For example, the GA passed an overture calling for the protection of children affected by the conflict. It called on Israel to improve its treatment of children in its military detention system without acknowledging that many of these children are teenagers who have been detained for perpetrating fire-bombings and stone-throwing attacks that have left Israeli children dead or maimed.
Nor did the overture detail Hamas’ many crimes against children, such as its well-documented use of schools as places to store its weapon or its tolerance for the use of children in digging of smuggling tunnels into Egypt. And it goes without saying the overture did not mention Hamas’ indiscriminate use of rockets which endangers children on both sides of the boundary between Israel and the Gaza Strip because sometimes these rockets fall short, killing Palestinian children.
Before approval, the Middle East Committee did amend the resolution, which was submitted by the Synod of the Covenant, which serves churches in Michigan and Ohio, to include a call for both Israel and Hamas “to denounce and cease the incitement of violence against children or at the hands of children” suggesting a false equivalence in the actions of the two combatants — as if the Israeli government, like Hamas and PA leaders — encourages its Israeli children to hate, stab and murder Palestinians.
As far as showing any mercy to Israel, not a chance.

### [Extracted records]
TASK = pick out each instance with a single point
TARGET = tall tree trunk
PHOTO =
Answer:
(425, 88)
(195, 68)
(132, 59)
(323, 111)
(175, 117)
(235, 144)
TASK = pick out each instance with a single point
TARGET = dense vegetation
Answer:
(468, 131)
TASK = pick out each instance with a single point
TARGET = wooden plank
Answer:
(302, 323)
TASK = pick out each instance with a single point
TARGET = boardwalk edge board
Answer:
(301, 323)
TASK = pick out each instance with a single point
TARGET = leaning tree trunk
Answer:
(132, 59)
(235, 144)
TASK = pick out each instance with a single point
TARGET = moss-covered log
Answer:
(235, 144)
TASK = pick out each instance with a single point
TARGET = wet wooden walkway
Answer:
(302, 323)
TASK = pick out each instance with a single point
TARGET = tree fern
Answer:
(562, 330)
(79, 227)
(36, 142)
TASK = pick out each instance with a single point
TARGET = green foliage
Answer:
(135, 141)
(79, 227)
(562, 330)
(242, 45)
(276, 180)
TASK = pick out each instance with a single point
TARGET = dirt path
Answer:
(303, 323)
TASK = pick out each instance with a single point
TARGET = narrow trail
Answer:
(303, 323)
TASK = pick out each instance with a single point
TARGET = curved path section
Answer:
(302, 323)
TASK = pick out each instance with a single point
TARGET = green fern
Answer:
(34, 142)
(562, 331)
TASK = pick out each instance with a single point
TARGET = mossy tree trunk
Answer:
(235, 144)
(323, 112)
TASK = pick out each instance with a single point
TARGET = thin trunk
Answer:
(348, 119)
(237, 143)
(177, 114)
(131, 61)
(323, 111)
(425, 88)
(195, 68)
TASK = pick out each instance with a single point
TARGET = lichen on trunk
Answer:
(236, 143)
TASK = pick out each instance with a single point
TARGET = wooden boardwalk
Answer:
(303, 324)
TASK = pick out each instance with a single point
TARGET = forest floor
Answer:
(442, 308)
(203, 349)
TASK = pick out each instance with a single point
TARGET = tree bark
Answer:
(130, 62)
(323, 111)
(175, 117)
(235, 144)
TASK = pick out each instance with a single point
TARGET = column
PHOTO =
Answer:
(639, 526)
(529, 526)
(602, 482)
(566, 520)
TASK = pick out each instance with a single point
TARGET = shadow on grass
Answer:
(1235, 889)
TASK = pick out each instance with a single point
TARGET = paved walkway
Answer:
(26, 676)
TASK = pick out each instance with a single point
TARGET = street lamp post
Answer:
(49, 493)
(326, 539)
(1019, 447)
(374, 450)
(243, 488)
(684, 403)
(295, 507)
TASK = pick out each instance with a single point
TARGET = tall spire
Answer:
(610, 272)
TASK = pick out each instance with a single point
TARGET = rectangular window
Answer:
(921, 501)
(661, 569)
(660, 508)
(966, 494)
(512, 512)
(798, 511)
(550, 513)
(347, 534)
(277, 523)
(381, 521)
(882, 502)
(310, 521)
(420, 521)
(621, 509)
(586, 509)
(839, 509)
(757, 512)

### [Short problem]
Can you extract the entire passage on the General Assembly's overture about children, word for word? The listing here is separate material from the passage on the General Assembly's overture about children.

### [Answer]
For example, the GA passed an overture calling for the protection of children affected by the conflict. It called on Israel to improve its treatment of children in its military detention system without acknowledging that many of these children are teenagers who have been detained for perpetrating fire-bombings and stone-throwing attacks that have left Israeli children dead or maimed.
Nor did the overture detail Hamas’ many crimes against children, such as its well-documented use of schools as places to store its weapon or its tolerance for the use of children in digging of smuggling tunnels into Egypt. And it goes without saying the overture did not mention Hamas’ indiscriminate use of rockets which endangers children on both sides of the boundary between Israel and the Gaza Strip because sometimes these rockets fall short, killing Palestinian children.
Before approval, the Middle East Committee did amend the resolution, which was submitted by the Synod of the Covenant, which serves churches in Michigan and Ohio, to include a call for both Israel and Hamas “to denounce and cease the incitement of violence against children or at the hands of children” suggesting a false equivalence in the actions of the two combatants — as if the Israeli government, like Hamas and PA leaders — encourages its Israeli children to hate, stab and murder Palestinians.
As far as showing any mercy to Israel, not a chance.